#### DESCRIPTION OF THE TASK:
Exactly as written, transcribe the lines that run from the one containing "Where can the ceiling" to the end of the records below.

#### DATA IN THIS EXERCISE:
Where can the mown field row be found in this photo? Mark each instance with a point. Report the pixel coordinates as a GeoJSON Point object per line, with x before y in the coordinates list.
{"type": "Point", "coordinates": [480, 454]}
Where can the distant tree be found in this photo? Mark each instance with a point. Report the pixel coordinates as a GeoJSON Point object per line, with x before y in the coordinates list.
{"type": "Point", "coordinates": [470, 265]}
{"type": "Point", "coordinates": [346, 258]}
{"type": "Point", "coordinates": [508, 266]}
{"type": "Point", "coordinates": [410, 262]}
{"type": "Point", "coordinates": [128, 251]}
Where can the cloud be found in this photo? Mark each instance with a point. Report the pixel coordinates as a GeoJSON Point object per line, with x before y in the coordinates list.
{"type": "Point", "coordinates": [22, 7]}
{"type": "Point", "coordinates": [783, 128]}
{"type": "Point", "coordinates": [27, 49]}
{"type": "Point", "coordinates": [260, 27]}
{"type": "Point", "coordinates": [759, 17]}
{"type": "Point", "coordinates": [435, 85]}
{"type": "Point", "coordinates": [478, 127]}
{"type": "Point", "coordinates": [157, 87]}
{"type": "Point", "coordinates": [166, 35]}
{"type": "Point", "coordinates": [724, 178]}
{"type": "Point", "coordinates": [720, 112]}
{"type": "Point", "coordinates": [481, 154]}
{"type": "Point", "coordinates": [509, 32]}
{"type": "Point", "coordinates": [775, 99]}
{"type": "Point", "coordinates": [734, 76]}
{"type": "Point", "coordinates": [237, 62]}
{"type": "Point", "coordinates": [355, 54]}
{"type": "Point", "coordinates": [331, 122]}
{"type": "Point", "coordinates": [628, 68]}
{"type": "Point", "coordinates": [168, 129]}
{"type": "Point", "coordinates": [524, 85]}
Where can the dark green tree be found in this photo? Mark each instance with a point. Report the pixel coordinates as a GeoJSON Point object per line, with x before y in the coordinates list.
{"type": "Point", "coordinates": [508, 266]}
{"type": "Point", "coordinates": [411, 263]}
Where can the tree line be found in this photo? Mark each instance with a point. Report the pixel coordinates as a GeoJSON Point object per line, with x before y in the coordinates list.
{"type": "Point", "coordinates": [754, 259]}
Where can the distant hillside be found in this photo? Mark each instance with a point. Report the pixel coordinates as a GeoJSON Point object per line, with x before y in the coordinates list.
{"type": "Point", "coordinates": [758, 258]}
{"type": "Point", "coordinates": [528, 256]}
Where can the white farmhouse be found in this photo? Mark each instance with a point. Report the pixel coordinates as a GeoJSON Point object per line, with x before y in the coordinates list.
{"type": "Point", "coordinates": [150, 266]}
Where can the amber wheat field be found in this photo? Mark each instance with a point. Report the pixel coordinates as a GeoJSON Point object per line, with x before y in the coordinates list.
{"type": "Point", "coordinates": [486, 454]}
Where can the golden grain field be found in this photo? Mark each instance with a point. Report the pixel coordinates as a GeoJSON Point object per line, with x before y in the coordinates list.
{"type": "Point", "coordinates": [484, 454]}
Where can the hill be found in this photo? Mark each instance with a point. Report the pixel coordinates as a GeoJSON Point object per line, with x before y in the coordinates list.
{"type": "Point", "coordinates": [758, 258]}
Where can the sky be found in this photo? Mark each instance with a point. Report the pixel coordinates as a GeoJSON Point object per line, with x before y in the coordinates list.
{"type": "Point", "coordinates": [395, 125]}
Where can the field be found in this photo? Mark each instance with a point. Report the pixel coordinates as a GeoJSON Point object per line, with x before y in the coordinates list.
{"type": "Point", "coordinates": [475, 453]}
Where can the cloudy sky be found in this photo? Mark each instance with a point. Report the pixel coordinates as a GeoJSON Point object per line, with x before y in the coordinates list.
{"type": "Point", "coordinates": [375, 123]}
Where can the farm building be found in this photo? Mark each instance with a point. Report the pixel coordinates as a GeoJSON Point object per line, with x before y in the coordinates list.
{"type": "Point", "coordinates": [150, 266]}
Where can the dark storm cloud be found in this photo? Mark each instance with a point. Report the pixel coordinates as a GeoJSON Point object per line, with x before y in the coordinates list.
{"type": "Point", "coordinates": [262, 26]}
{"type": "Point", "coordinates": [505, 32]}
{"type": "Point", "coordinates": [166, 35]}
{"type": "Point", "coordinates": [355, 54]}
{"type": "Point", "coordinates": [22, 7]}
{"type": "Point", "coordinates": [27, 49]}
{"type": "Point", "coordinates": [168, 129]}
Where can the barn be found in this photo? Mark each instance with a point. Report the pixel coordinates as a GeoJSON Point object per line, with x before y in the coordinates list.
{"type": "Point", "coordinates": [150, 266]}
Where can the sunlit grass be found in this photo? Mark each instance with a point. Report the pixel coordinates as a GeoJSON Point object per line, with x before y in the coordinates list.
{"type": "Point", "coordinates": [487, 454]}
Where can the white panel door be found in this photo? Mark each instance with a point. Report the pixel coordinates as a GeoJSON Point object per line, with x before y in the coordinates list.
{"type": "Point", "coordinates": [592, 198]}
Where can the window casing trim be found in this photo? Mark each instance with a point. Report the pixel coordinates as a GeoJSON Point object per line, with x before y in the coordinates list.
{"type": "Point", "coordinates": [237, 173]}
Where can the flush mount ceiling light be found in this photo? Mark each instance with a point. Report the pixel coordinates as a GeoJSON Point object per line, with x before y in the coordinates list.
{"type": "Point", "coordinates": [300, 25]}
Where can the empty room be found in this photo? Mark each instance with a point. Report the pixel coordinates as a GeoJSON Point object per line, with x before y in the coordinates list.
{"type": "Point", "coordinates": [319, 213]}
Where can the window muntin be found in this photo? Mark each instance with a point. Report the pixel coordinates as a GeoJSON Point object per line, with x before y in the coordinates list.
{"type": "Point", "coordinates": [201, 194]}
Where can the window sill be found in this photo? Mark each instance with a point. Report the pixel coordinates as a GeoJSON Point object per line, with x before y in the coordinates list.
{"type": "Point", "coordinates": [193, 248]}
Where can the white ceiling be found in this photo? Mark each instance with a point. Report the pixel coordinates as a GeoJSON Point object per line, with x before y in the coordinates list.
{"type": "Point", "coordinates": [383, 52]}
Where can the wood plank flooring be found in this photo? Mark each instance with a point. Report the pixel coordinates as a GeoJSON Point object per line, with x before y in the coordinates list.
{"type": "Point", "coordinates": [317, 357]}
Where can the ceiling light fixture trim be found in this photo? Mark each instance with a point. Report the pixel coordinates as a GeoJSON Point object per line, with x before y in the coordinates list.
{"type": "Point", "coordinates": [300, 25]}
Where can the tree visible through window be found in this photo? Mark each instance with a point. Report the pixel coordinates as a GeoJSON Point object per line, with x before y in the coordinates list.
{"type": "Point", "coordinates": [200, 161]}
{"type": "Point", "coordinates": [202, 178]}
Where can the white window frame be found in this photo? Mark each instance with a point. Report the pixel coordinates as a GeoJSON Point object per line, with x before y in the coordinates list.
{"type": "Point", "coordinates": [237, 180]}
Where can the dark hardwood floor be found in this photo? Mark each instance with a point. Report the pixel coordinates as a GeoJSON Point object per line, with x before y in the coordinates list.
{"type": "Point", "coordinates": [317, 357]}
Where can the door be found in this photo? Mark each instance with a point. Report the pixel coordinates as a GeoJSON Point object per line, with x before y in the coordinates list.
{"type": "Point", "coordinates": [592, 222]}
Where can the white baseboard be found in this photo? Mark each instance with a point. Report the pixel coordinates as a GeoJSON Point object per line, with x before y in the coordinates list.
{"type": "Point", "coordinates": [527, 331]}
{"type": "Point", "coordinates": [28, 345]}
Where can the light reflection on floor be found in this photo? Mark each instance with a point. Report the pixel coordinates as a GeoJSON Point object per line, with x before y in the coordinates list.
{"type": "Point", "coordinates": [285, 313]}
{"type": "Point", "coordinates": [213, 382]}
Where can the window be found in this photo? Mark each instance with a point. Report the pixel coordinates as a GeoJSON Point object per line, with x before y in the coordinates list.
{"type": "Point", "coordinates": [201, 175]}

#### RESPONSE:
Where can the ceiling light fixture trim be found in this photo? Mark each instance with a point. Report the pixel coordinates as a GeoJSON Point object per line, with x before y in the coordinates list.
{"type": "Point", "coordinates": [300, 25]}
Where can the tree visible through window be found in this photo? Mark each instance with a point. Report the pixel coordinates as a GeoJSON Point object per line, with x before y in the coordinates list.
{"type": "Point", "coordinates": [200, 161]}
{"type": "Point", "coordinates": [202, 178]}
Where can the white window frame be found in this photo? Mark each instance with a point. Report the pixel coordinates as a GeoJSON Point object per line, with x before y in the coordinates list.
{"type": "Point", "coordinates": [237, 180]}
Where can the dark hardwood floor be found in this photo? Mark each instance with a point. Report the pixel coordinates as a GeoJSON Point object per line, with x before y in the coordinates list.
{"type": "Point", "coordinates": [317, 357]}
Where can the door be found in this photo? Mark each instance with a point. Report the pixel coordinates as a GeoJSON Point object per line, with x before y in the coordinates list.
{"type": "Point", "coordinates": [592, 222]}
Where can the white baseboard be found in this photo? Mark each instance with a point. Report the pixel coordinates as a GeoJSON Point object per line, with x before y in the coordinates list.
{"type": "Point", "coordinates": [527, 331]}
{"type": "Point", "coordinates": [28, 345]}
Where can the light reflection on floor be found in this photo? Mark each instance with a point. Report the pixel coordinates as a GeoJSON Point object per line, with x before y in the coordinates list.
{"type": "Point", "coordinates": [285, 313]}
{"type": "Point", "coordinates": [213, 382]}
Where can the window be found in this photo? Mark each instance with a point. Report the pixel coordinates as a GeoJSON Point object per line, with x before y in the coordinates list.
{"type": "Point", "coordinates": [201, 175]}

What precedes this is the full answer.